GIVEN EXERCISE A
From the records below, extract every line that contains the word "plate", matching case exactly.

The "Parachute Blanket" - Pros and Cons of dropping in on the beach with one

September 9, 2017

 

 

It’s beach time

 

... And nylon beach blankets are sure to enhance your sand lounging experience. Commonly referred to as "parachute blankets" here’s a quick PROs and CONs break down of what you can expect from these versatile blankets.

 

 

Pros:

 

  • "Sand Free" – Commonly coined as being "sand free", I prefer the term “sand resistant”, as sand will still definitely get on the blanket (this is unavoidable with all blankets). What makes nylon blankets superior is that the sand will slide right off at the lightest brush with your hand or subtlest tilt of the blanket. There is no need to stand up and shake it frantically, showering your beach neighbors like a jack ass.

 

(for more info on how to not be a jack ass at the beach, check out my article on beach etiquette)

 

 

  • “Travel size” – Nylon blankets make an excellent travel companion for your beach vacations, as they roll up and pack into their squishy little nylon case when not in use. The case is around 5x5x7 inches, so it won’t take up any room in your suitcase than your bathing suits will.

 

  • “Quick Dry” – On a hot day you can actually watch the water evaporate before your very eyes. No Joke. The fastest dry time of any blanket I've ever seen.

 

  • “Durable and easy to maintain” – Nylon is one of the strongest fabrics available (part of the reason it’s used to make parachutes). It’s also water resistant, wrinkle resistant, mold resistant, and machine washable.

 

  • “Wind Resistant” – no need to pin down this blanket with your coolers, beach bags, or friend's baby. Your nylon blanket should come with corner pockets that you can fill with sand or rocks to weigh them down. If you find yourself on the grass instead of sand, they also have handy stake loops and stakes to help keep your parachute blanket grounded.

GIVEN EXERCISE B
Take the article on nylon beach blankets above further, continuing on from its last sentence.

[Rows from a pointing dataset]

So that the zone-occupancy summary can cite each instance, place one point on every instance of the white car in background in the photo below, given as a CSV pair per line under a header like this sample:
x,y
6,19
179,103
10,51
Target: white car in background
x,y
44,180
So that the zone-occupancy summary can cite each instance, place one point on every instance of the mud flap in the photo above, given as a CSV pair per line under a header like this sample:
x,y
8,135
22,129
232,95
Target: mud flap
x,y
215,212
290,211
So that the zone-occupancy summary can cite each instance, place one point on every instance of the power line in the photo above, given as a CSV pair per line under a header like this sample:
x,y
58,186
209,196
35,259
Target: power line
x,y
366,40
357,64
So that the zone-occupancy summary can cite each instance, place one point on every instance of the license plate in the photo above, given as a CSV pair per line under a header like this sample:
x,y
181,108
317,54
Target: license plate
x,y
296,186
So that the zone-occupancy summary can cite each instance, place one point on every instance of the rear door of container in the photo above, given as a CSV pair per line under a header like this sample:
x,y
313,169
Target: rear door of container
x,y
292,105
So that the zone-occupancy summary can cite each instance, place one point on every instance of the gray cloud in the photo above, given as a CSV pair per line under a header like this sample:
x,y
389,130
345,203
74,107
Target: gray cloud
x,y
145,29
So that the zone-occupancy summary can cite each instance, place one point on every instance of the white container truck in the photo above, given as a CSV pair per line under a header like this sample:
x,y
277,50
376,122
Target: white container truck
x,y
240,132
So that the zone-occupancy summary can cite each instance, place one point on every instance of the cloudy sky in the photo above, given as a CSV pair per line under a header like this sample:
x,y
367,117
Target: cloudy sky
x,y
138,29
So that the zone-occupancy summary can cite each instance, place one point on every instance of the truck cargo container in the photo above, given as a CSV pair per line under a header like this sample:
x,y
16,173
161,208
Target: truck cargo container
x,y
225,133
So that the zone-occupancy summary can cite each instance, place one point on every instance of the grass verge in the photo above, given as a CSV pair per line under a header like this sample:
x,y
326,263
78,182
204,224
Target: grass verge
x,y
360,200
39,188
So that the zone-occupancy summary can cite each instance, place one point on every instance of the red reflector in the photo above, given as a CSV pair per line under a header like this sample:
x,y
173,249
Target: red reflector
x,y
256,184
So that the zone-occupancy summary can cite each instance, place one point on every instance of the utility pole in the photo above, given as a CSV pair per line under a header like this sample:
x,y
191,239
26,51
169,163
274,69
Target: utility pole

EXPECTED ANSWER A
So that the zone-occupancy summary can cite each instance, place one point on every instance of the license plate in the photo above, given as a CSV pair per line under a header like this sample:
Target: license plate

EXPECTED ANSWER B
  • "Stays Cool" – Reflecting most of the sun’s heat, nylon tends to stay relatively cool during the hot summer months.

 

 

Cons:

 

  • Lack of cushioning - The thin nylon material will let through any imperfections of the ground below. This is not exactly the blanket you want to use to lay on top of sharp rocks (but then again, show me one that is).

 

  • Conducts sand heat - Although they don’t absorb the heat directly from the sun, like all thin blankets they will still let most of the heat from the sand through when you first lay them down. I suggest you lay your towel down over top of the blanket for some extra insulation, or better yet, after you first lay the blanket down to claim your beach spot, go for a dip while it cools off the sand below.

 

  • Not exactly pretty – The very definition of utilitarian, most nylon blankets are not exactly winning any blanket beauty pageants. They just can’t compete with the beautiful and intricate designs we see on natural fiber blankets.

     

     

There is an unreal amount of blanket options available to today's consumer. Each have their own benefits and drawbacks, and each have their own price. In my humble opinion a nylon beach blanket, which usually sells for around $25 or less like this one here, is an easy win for it's light weight portability alone. Take it with you on vacation, stash one away in the corner of your trunk, or keep one in your purse (without getting sand in it). Impromptu picnics are now always an option.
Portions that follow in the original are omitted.